→ **Problems**
(A) Check each statement against the court opinion. For each, answer yes or no and quote the words of the opinion that decide it. (i) The defendant filed a Reply to the plaintiff's Response Brief. (ii) The plaintiff filed his Complaint on June 8, 2011. (iii) The court in Carroll I dismissed the case because the plaintiff failed to prosecute it.
(B) Translate this sentence from the court opinion into French: "Plaintiff has also issued one or more subpoenas in this matter."
(C) Pick up the court opinion after its final sentence and carry it forward.

## BEGIN Extract

United States District Court, W.D. Virginia, Danville Division
Aug 22, 2011
Case No. 4:11CV00022 (W.D. Va. Aug. 22, 2011)

Opinion

Case No. 4:11CV00022.

August 22, 2011


MEMORANDUM OPINION


Before me is Defendant's Motion to Dismiss (ECF No. 23) pursuant to Federal Rule of Civil Procedure 12(b)(6). Plaintiff, proceeding pro se, filed his Response Brief (ECF No. 34) and Defendant declined to file a Reply. This matter is ripe for review. For the reasons contained herein, Defendant's Motion to Dismiss is hereby GRANTED. Plaintiff has filed numerous other motions — some duplicative of those previously ruled upon and others accusing defense counsel of malfeasance — which are hereby DISMISSED AS MOOT.

Plaintiff has also issued one or more subpoenas in this matter. Any such subpoenas are likewise dismissed as moot.

I. Procedural History

Plaintiff filed his Complaint on June 8, 2011, pursuant to the Freedom of Information Act (FOIA), 5 U.S.C. § 552. Plaintiff's Complaint is largely duplicative of an action Plaintiff previously filed in the Eastern District of Virginia, Carroll v. Dep't of the Army, 1:08CV01200-CMH/TCB (" Carroll I"). Indeed, Plaintiff appears to have used the exact document from his EDVA case, except that he altered certain titles and dates. In Carroll I, the Court conditionally filed Plaintiff's Complaint but directed him to cure certain deficiencies; Plaintiff failed to comply and the Court dismissed the case for Plaintiff's failure to prosecute. Carroll I, Dkt. No. 7. In the present matter, Defendant filed its Motion to Dismiss on July 22, 2011, and Plaintiff filed his Response on August 8, 2011.

II. Standard of Review

A Motion to Dismiss under Fed.R.Civ.P. 12(b)(6) tests the legal sufficiency of a claim. Francis v. Giacomelli, 588 F.3d 186, 192 (4th Cir. 2009). When considering a Rule 12(b)(6) motion, the Court must take all of the Plaintiff's assertions of fact as true, but need not give weight to the Plaintiff's conclusions of law. Id. at 192 (noting that the court must accept Plaintiff's assertions of fact as true); Bell Atlantic Corp. v. Twombly, 550 U.S. 544, 555 (2007) (holding that the court need not accept legal conclusions). "To survive a motion to dismiss, a complaint must contain sufficient factual matter, accepted as true, to state a claim to relief that is plausible on its face." Ashcroft v. Iqbal, 129 S.Ct. 1937, 1949 (2009). "While a complaint attacked by a Rule 12(b)(6) motion to dismiss does not need detailed factual allegations, a plaintiff's obligation to provide the grounds of his entitlement to relief requires more than labels and conclusions, and a formulaic recitation of the elements of a cause of action will not do." Twombly, 550 U.S. at 555 (internal citing references and quotation marks omitted). In his Complaint, the Plaintiff must make an adequate showing of his entitlement to relief because, "[w]ithout some factual allegation in the complaint, it is hard to see how a claimant could satisfy the requirement of proving not only fair notice of the nature of the claim, but also grounds on which the claim rests." Id. at 555 n. 3 (internal citing references and quotation marks omitted). While the Court will not parse the Complaint, the pleading rules obligate the Plaintiff to allege facts sufficient to state all the elements of his claim. Braden v. Wal-Mart Store, Inc., 588 F.3d 585, 594 (8th Cir. 2009) (noting that the court will not parse the pleading); Bishop v. Lucent Techs., Inc., 520 F.3d 516, 519 (6th Cir. 2008) (holding that a plaintiff must meet his pleading burden for each of the elements comprising a cause of action); Jordan v. Alt. Res. Corp., 458 F.3d 332, 346 (4th Cir. 2006) (same); Hefferman v. Bass, 467 F.3d 596, 599-600 (7th Cir. 2006) (observing that Rule 12(b)(6) does not stand alone, but implicates Rules 8 and 9).

## END Extract
## BEGIN Given records

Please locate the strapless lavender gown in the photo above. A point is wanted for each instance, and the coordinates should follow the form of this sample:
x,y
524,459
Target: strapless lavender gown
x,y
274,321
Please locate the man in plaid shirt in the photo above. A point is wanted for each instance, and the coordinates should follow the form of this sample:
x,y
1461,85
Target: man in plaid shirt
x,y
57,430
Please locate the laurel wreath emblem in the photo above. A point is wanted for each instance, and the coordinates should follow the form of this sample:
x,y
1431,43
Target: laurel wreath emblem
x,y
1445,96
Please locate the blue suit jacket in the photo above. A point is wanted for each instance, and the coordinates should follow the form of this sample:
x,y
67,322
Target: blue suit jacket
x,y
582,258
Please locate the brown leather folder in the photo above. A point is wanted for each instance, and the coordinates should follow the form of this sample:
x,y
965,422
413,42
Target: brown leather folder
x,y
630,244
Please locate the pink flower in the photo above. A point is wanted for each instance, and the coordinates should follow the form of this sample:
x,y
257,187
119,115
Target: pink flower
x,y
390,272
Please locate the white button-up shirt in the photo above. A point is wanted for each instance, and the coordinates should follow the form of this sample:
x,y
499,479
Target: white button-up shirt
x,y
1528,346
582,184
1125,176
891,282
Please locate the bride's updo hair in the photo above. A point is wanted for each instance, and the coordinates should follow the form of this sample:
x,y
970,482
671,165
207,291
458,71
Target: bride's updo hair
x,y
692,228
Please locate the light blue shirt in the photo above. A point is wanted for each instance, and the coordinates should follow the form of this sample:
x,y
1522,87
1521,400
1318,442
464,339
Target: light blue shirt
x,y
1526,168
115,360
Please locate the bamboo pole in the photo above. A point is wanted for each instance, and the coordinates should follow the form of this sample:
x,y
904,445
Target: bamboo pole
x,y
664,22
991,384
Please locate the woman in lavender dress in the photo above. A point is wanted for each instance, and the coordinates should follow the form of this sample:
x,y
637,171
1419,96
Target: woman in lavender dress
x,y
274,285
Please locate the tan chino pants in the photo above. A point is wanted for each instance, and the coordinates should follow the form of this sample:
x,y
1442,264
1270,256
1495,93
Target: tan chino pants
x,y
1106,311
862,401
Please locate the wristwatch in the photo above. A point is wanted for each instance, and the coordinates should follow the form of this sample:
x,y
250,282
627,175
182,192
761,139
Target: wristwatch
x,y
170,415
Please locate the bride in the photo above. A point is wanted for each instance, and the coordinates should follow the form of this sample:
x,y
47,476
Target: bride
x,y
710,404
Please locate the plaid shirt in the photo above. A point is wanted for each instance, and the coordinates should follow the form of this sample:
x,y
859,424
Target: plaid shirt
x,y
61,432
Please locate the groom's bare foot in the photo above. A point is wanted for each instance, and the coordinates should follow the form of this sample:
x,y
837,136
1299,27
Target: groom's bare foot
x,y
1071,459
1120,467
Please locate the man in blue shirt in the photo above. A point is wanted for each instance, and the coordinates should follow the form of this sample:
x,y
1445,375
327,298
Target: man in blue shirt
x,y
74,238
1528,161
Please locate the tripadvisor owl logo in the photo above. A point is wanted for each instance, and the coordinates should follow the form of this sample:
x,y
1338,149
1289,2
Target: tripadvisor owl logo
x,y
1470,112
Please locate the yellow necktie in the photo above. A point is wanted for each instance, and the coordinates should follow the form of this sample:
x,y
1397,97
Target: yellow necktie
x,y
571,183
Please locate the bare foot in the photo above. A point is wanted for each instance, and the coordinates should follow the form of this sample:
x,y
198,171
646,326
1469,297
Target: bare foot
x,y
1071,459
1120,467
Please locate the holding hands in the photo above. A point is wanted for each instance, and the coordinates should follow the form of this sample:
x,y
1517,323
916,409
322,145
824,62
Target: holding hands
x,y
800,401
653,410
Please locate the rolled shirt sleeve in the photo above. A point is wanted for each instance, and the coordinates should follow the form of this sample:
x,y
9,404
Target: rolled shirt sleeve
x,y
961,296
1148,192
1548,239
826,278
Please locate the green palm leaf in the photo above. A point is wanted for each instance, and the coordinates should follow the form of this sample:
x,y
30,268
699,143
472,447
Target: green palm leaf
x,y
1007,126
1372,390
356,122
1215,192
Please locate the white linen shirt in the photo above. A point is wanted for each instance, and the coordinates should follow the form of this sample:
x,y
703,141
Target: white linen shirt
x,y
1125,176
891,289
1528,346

## END Given records

→ **Results for the exercise**
(A)
(i) No: "Defendant declined to file a Reply."
(ii) Yes: "Plaintiff filed his Complaint on June 8, 2011"
(iii) Yes: "the Court dismissed the case for Plaintiff's failure to prosecute."

(B) Le demandeur a également délivré une ou plusieurs citations à comparaître dans cette affaire.

(C)
When a plaintiff is proceeding pro se, as in this case, the Court is "obligated to construe it liberally to assert any and all legal claims that its factual allegations can fairly be thought to support." Martin v. Gentile, 849 F.2d 863, 868 (4th Cir. 1988) (internal citing references omitted). While the Court should give more leeway to a pro se plaintiff, those proceeding without counsel must still supply adequate facts to support their claim. Cox v. City of Charleston, 416 F.3d 281, 288 (4th Cir. 2005) (courts should give some leeway to pro se litigants); Gordon v. Leeke, 574 F.2d 1147, 1151 (4th Cir. 1978) (same); Taylor v. Books A Million, Inc., 296 F.3d 376, 378 (5th Cir. 2002) (pro se litigants must still allege enough facts to state a claim). While pro se plaintiffs are afforded a little more leeway, the Court cannot act as counsel for them. Gordon, 574 F.2d at 1151; Rutledge v. Town of Chatham, No. 4:10-cv-35, 2010 WL 4791840, at *2 (W.D.Va. Nov. 18, 2010), aff'd per curiam sub nom. Rutledge v. Roach, No. 10-2310, 2011 WL 755622 (4th Cir. Mar. 4, 2011). The Supreme Court has also noted that "we have never suggested that procedural rules in ordinary civil litigation should be interpreted so as to excuse mistakes by those who proceed without counsel." McNeil v. U.S., 508 U.S. 106, 113 (1993).

III. Analysis a. Service

As an initial matter, Plaintiff contends that he has not received Defendant's 12(b)(6) Motion and Brief in Support. In fact, Plaintiff insists he is not in receipt of any of Defendant's filings. Pl.'s Opp. Br., p. 1. Defendant, though, has certified that all of its submissions have been served on Plaintiff.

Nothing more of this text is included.